YOUR ASSIGNMENT =>
Answer these questions from the grey paint passage:
1. What color does Ami McKay say grey has become the new version of?
2. Which earthy elements does McKay give as ways to bring life to a stark palette?
3. With a grey wall and a grey rug, what does she suggest for contrast?

SOURCE DOCUMENT =>
The movie may not have won over audiences, but shades of grey paint couldn’t be a more popular choice for West Coast homes this season. As designer Ami McKay puts it, “grey is the new beige,” and it’s trending as the basis for all colour palettes throughout the house. McKay personally prefers her greys on the taupey side and insists homeowners add earthy elements to give some life to a stark palette, such as baskets or wood pieces. Layering is also important, so if you’ve got a grey wall with a grey rug, incorporate some contrast with something like worn-in, tan leather chairs – because, yes, “there is such a thing as too much of a good thing,” says McKay.

Items from a dataset =>
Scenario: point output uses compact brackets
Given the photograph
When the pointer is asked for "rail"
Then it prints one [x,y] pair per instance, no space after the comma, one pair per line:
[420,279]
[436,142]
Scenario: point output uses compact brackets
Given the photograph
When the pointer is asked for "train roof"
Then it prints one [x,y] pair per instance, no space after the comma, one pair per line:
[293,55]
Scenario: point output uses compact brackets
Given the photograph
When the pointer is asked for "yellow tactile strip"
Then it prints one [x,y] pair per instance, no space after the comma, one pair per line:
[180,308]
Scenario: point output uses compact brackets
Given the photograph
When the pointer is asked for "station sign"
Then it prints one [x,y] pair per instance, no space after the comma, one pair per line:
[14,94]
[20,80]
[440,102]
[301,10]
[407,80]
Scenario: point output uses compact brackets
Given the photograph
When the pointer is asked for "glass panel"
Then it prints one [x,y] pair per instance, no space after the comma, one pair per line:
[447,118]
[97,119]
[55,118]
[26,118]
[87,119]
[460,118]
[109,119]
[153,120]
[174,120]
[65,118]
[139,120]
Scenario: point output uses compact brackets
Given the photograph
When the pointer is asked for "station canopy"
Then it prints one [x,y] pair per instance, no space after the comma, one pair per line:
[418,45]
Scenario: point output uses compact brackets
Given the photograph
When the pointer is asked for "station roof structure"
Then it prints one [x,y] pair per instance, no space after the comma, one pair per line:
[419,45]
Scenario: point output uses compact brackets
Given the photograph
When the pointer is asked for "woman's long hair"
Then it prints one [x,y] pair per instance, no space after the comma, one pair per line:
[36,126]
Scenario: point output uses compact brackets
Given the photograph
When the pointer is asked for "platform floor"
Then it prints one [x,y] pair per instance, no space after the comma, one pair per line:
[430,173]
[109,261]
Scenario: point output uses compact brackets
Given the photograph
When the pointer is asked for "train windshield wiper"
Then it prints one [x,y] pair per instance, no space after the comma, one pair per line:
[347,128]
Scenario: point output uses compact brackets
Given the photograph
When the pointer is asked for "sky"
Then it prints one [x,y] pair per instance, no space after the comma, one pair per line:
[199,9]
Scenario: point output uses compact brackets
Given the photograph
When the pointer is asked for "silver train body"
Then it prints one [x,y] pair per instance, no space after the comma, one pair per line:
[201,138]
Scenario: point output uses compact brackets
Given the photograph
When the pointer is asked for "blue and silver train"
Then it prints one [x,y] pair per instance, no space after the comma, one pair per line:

SOLUTION FOR THIS TASK =>
1. Beige.
2. Baskets or wood pieces.
3. Worn-in, tan leather chairs.